2,000 Bumps in the Road: Fighting and Dying in Afghanistan
After 11 years of war in Afghanistan, the death toll for American troops has hit 2,000, a morbid mark and a reminder of the human wages of a remote engagement. Like so much of the war today, the threshold was crossed with a minimum of press coverage, the media increasingly negligent in reporting both the successes and failures of the American enterprise, even when historically spectacular.
This neglect is in sharp contrast to the macabre obsession with casualty counts that enveloped the media during the Bush years, ticking off each fatality like another counterfactual repudiation of the war itself, evidence mounting daily of his administration’s incompetence or perfidy. That scrutiny was more often than not unseemly, appropriating individual sacrifice for political purposes, using the eulogy as thinly disguised stump speech, heartfelt remembrance as cloying attempt to tarnish the very cause for which that sacrifice was made. But now with their own ilk at the presidential helm, the press has turned a blind eye to the losses and an endlessly scrutinizing one to campaign gaffes and gerry rigged polls. These are inhospitable days for gravity.

__________

▶ _Job A_
Return everything from "2,000 Bumps in" down to "when historically spectacular." in the Afghanistan article, copied word for word.
The article on the Afghanistan death toll and the listing that comes next are unrelated material.

▶ _Information supplied_
__________

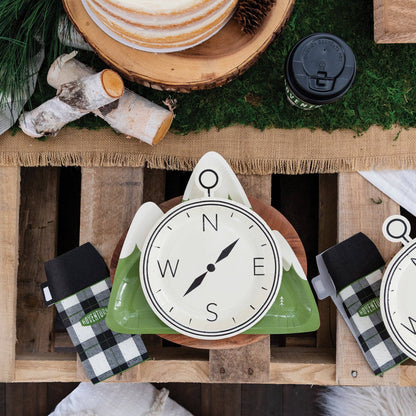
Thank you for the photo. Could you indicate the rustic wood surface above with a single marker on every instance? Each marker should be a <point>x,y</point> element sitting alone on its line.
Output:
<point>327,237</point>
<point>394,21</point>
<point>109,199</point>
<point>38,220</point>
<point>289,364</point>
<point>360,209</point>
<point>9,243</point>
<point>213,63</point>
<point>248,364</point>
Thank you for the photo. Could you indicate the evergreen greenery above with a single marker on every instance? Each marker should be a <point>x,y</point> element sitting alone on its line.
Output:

__________

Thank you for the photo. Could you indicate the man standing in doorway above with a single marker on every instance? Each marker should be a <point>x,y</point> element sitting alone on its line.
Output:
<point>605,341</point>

__________

▶ _Job B_
Rename "rustic wood surface" to "weathered wood surface" in the listing, covering everything from the line that contains "Thank you for the photo. Could you indicate the rustic" down to the line that contains "<point>248,364</point>", and give back only those lines with nothing else changed.

▶ _Correct result A_
2,000 Bumps in the Road: Fighting and Dying in Afghanistan
After 11 years of war in Afghanistan, the death toll for American troops has hit 2,000, a morbid mark and a reminder of the human wages of a remote engagement. Like so much of the war today, the threshold was crossed with a minimum of press coverage, the media increasingly negligent in reporting both the successes and failures of the American enterprise, even when historically spectacular.

▶ _Correct result B_
Thank you for the photo. Could you indicate the weathered wood surface above with a single marker on every instance? Each marker should be a <point>x,y</point> element sitting alone on its line.
Output:
<point>327,237</point>
<point>394,21</point>
<point>109,199</point>
<point>38,220</point>
<point>289,364</point>
<point>360,209</point>
<point>9,243</point>
<point>213,63</point>
<point>248,364</point>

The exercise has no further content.